══ Extracted records
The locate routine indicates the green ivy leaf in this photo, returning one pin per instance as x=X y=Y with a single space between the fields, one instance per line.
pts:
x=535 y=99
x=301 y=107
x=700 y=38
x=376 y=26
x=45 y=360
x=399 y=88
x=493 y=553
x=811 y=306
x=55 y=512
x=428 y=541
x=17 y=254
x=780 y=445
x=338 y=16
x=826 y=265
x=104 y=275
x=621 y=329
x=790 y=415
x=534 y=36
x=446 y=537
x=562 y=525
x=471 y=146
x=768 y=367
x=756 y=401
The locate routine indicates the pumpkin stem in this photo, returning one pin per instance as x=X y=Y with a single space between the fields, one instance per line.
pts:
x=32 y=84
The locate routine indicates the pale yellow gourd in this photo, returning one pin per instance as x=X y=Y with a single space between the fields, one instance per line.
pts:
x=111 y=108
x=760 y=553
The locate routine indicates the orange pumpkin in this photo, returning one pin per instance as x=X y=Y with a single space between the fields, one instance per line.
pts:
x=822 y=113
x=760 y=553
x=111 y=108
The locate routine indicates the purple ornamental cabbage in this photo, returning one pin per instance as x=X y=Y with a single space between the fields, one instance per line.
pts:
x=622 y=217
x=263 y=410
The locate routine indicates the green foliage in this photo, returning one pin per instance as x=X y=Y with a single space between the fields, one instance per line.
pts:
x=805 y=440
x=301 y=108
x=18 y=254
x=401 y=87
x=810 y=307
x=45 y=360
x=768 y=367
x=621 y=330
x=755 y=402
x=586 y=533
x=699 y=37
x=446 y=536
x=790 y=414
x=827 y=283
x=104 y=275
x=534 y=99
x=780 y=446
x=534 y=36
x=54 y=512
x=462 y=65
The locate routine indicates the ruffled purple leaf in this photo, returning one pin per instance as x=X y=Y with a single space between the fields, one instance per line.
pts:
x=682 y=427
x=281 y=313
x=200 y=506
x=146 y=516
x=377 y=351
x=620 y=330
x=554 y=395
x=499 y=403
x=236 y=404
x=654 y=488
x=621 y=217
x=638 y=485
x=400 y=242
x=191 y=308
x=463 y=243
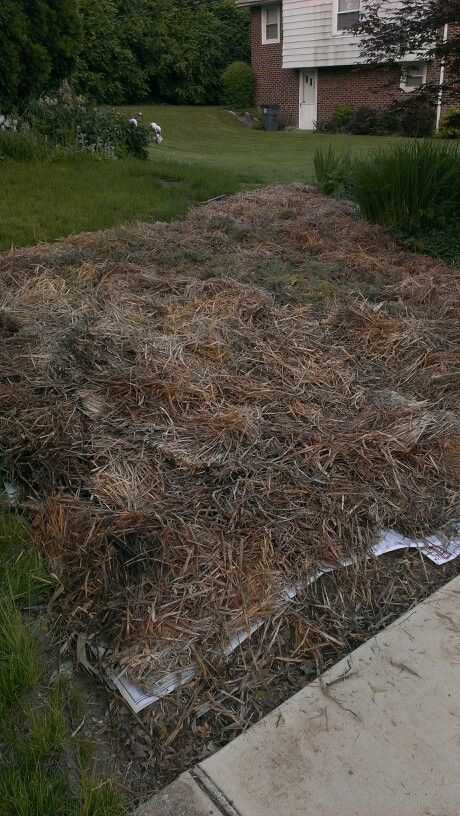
════
Could you set down the data exactly as given, minus its pictures?

=== Task response ===
The locate routine indicates the green ivy leaf in this photo, returning one pin per instance as x=X y=Y with a single space between the fields, one instance per line.
pts:
x=535 y=99
x=301 y=107
x=700 y=38
x=376 y=26
x=45 y=360
x=399 y=88
x=493 y=553
x=811 y=306
x=55 y=512
x=428 y=541
x=17 y=254
x=780 y=445
x=338 y=16
x=826 y=265
x=104 y=275
x=621 y=329
x=790 y=415
x=534 y=36
x=446 y=537
x=562 y=525
x=471 y=146
x=768 y=367
x=756 y=401
The locate routine indicates the pumpkin stem in this photo, returning one pin per instance as x=X y=Y with a single space between the fields, one instance per line.
pts:
x=32 y=84
The locate routine indicates the pale yellow gourd in this photo, returning one pin per instance as x=X y=Y with a single space between the fields, one instance per line.
pts:
x=111 y=108
x=760 y=553
The locate routine indicates the orange pumpkin in this photo, returning one pin per instance as x=X y=Y with a single space between the fields, one instance per line.
pts:
x=822 y=113
x=760 y=553
x=111 y=108
The locate routine indicates the purple ornamental cabbage in this photo, returning one pin per instance as x=X y=Y with a single space between the fields, one instance per line.
pts:
x=622 y=217
x=263 y=410
The locate routine indicates the green foliage in this photo, returning one pin per instance as x=X y=Y with a single space between the fields, one instance per line.
pts:
x=805 y=440
x=301 y=108
x=18 y=254
x=401 y=87
x=810 y=307
x=45 y=360
x=768 y=367
x=621 y=330
x=755 y=402
x=586 y=533
x=699 y=37
x=446 y=536
x=790 y=414
x=827 y=283
x=104 y=275
x=534 y=99
x=780 y=446
x=534 y=36
x=54 y=512
x=462 y=65
The locate routine indicates the ruffled purple leaf in this photo, returning one pin per instance as x=X y=Y with a single space between the fields, one instance per line.
pts:
x=682 y=427
x=281 y=313
x=200 y=506
x=146 y=516
x=377 y=351
x=620 y=330
x=554 y=395
x=499 y=403
x=236 y=404
x=654 y=488
x=621 y=217
x=638 y=485
x=400 y=242
x=191 y=308
x=463 y=243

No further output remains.